>> Begin Records for the task

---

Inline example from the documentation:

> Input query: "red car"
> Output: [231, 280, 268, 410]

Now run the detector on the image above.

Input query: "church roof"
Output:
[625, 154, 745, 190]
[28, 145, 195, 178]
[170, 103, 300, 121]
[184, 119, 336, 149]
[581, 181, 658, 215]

>> End Records for the task

◆ Aim: Reproduce every row above word for word, changing nothing.

◆ Final result:
---

Inline example from the documentation:

> Input query: "red car"
> Output: [231, 280, 268, 410]

Now run the detector on the image above.

Input query: "church roof"
Output:
[625, 154, 745, 190]
[28, 145, 195, 178]
[170, 103, 300, 121]
[184, 119, 336, 149]
[581, 181, 658, 215]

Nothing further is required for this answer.